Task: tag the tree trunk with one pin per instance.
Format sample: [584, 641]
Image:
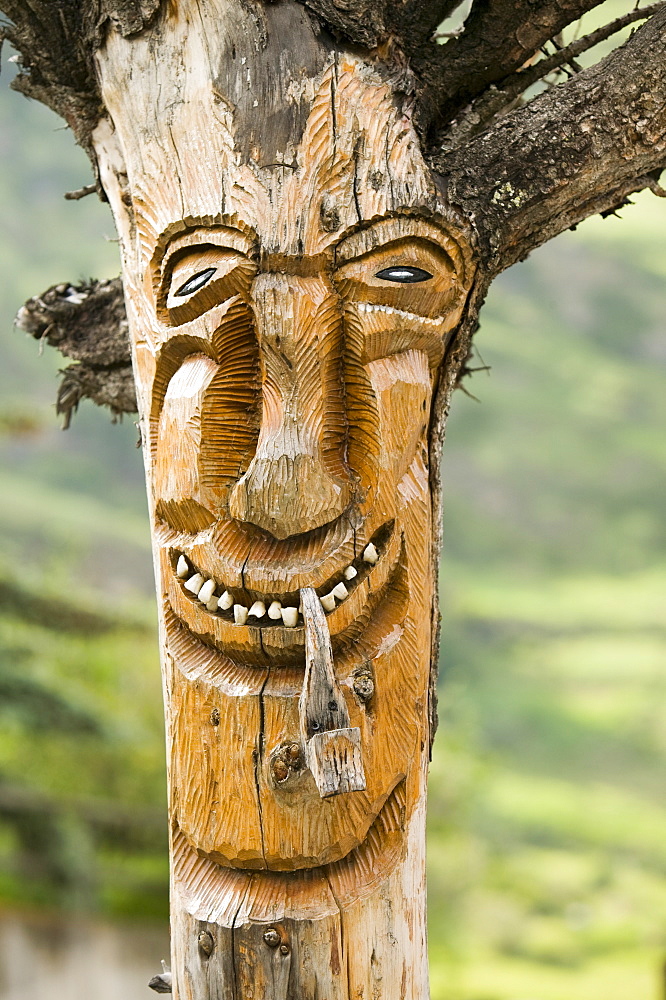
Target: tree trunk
[309, 224]
[293, 279]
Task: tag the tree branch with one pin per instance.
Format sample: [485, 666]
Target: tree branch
[578, 149]
[518, 83]
[56, 40]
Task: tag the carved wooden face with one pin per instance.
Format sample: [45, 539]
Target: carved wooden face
[289, 417]
[289, 323]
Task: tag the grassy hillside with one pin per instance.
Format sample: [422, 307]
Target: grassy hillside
[547, 829]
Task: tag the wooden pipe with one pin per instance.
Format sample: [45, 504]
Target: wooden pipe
[332, 746]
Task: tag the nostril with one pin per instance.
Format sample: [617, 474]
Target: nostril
[287, 495]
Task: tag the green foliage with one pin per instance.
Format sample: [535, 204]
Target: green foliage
[547, 830]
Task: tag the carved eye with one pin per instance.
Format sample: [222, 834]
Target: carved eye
[197, 281]
[404, 274]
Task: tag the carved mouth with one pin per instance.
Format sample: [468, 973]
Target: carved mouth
[228, 604]
[224, 618]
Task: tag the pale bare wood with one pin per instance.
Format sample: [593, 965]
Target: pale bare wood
[332, 747]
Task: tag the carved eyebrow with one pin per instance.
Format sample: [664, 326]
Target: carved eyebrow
[404, 273]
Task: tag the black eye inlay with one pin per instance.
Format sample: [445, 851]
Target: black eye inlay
[404, 273]
[196, 282]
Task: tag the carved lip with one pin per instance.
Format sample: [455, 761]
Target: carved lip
[262, 639]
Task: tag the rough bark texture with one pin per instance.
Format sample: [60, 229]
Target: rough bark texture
[312, 202]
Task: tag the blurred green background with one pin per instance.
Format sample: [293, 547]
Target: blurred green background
[547, 837]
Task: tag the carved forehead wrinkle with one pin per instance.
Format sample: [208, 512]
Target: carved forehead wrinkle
[335, 124]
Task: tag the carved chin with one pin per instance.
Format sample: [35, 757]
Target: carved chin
[259, 628]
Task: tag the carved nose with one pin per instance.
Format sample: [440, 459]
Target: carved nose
[297, 480]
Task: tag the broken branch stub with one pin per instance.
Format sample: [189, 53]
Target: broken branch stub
[332, 747]
[293, 305]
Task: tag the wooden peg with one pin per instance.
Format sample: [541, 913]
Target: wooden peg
[332, 746]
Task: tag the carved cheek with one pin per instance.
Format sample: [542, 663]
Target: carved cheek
[207, 428]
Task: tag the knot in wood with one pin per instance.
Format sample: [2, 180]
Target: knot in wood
[280, 769]
[364, 686]
[206, 943]
[272, 937]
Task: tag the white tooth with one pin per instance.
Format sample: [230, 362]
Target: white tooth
[240, 614]
[370, 554]
[290, 617]
[225, 602]
[340, 591]
[195, 583]
[206, 591]
[328, 602]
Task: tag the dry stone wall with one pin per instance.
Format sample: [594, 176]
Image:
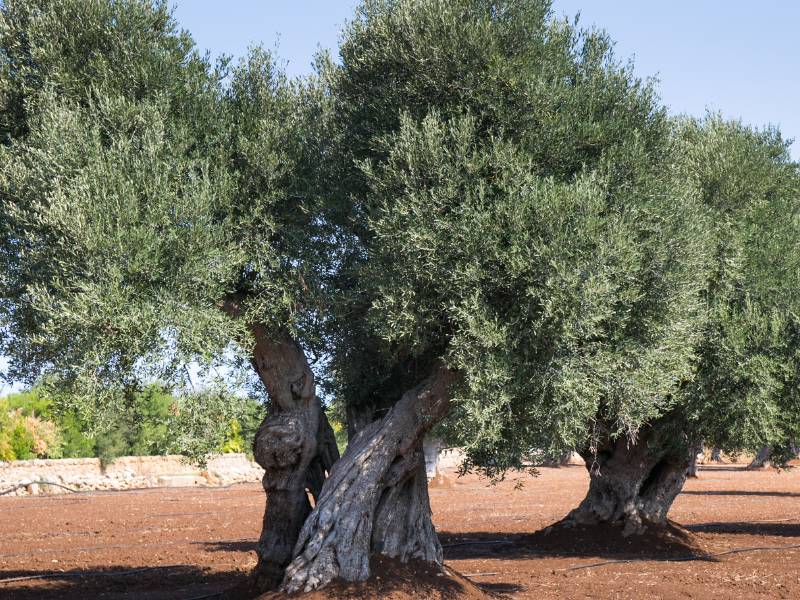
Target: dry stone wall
[33, 477]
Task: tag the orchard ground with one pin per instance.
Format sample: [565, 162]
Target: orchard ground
[189, 543]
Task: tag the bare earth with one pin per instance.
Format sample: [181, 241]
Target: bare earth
[189, 543]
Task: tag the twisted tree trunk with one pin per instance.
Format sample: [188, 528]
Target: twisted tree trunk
[376, 497]
[295, 445]
[694, 460]
[761, 459]
[631, 484]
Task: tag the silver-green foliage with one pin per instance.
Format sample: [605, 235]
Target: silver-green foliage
[523, 220]
[140, 186]
[746, 392]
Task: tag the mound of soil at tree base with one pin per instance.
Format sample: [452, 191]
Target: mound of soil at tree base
[394, 580]
[669, 541]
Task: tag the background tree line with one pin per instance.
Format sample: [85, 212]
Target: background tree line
[35, 424]
[475, 218]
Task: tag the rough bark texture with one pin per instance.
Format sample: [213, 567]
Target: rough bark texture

.....

Instructions for the task => Nothing may be altered when you restate the records, but every picture must be dropped.

Written solution =>
Task: tag the tree trunk with one pin per instance.
Format sample: [584, 641]
Image:
Target: tree trunk
[309, 224]
[293, 279]
Task: tag the tree branch with one pin per instance.
Format sample: [485, 666]
Target: tree branch
[578, 149]
[518, 83]
[56, 40]
Task: tag the carved wooden face with one pin per instance.
Format sample: [45, 539]
Target: carved wooden face
[289, 417]
[289, 323]
Task: tag the grassy hillside with one pin per instance.
Format sample: [422, 307]
Target: grassy hillside
[547, 829]
Task: tag the wooden pipe with one pin per instance.
Format sample: [45, 504]
Target: wooden pipe
[332, 746]
Task: tag the nostril with one pin per instance.
Format sample: [617, 474]
Target: nostril
[287, 495]
Task: tag the green foliage with one pin per instance.
Format sample: [535, 204]
Target: green foliage
[547, 830]
Task: tag the carved eye with one pin per instance.
Format sample: [222, 834]
Target: carved eye
[197, 281]
[404, 274]
Task: tag the carved mouth with one pin per instance.
Format sample: [468, 973]
Target: carved mouth
[228, 604]
[224, 618]
Task: tag the pale bare wood with one pin per instance.
Format sample: [593, 965]
Target: pale bare wood
[332, 747]
Task: tag the carved eyebrow with one pin per instance.
Format sample: [664, 326]
Target: carved eyebrow
[404, 273]
Task: tag the black eye inlay with one pin per instance.
Format sample: [445, 851]
Target: black eye inlay
[404, 273]
[196, 282]
Task: tag the carved lip with one pin per instance.
Format sample: [455, 761]
Target: carved lip
[262, 639]
Task: tag the rough bark texture with one pin per instance.
Format sample: [60, 229]
Target: rough bark texture
[312, 202]
Task: tag the blurred green background with one pin per instance.
Format sample: [293, 547]
Target: blurred green background
[547, 837]
Task: tag the carved forehead wrinkle with one pin per instance.
Format sample: [208, 512]
Target: carved forehead wrinkle
[335, 124]
Task: tag the carved chin with one pin per instance.
Format sample: [35, 757]
Target: carved chin
[259, 628]
Task: tag the carved nose with one pin per instance.
Format sample: [440, 459]
Target: carved nose
[297, 480]
Task: tag the broken branch stub with one pin per instance.
Format sample: [189, 53]
Target: broken branch stub
[332, 747]
[293, 305]
Task: tag the wooden peg with one pin per instance.
Format sample: [541, 913]
Target: wooden peg
[332, 746]
Task: tag the carved cheek with one pin per instance.
Format sample: [542, 663]
Target: carved cheek
[207, 428]
Task: tag the knot in wood with one pin per instance.
Format sample: [2, 180]
Target: knot in wood
[280, 769]
[364, 686]
[206, 943]
[272, 937]
Task: tag the white tooth with one pin per instance.
Format sample: [230, 362]
Target: white tooth
[240, 614]
[370, 554]
[290, 617]
[225, 602]
[340, 591]
[195, 583]
[206, 591]
[328, 602]
Task: tag the dry stone wall with one pin per instance.
Format sample: [594, 176]
Image:
Target: dry stone wall
[33, 477]
Task: tag the orchard ground with one pin per instance.
Format sample: [565, 162]
Target: orchard ground
[189, 543]
Task: tag the bare earth with one pin per instance.
Format sample: [181, 241]
Target: bare earth
[189, 543]
Task: tag the twisted tree trunk with one pin per instance.
Format sample: [188, 528]
Target: twisted tree trunk
[376, 497]
[295, 445]
[694, 460]
[761, 459]
[631, 484]
Task: tag the silver-green foliage with one pin per instance.
Format sample: [605, 235]
Target: silver-green foliage
[523, 220]
[140, 186]
[746, 392]
Task: tag the mound of soil at tree base with one pin per instance.
Format sample: [452, 191]
Target: mound of soil at tree base
[394, 580]
[669, 541]
Task: tag the background tree line with one pin per instance.
Format sample: [85, 212]
Target: background tree line
[35, 424]
[475, 218]
Task: tag the rough bark texture with one pin per instance.
Format sample: [213, 567]
Target: rough bark texture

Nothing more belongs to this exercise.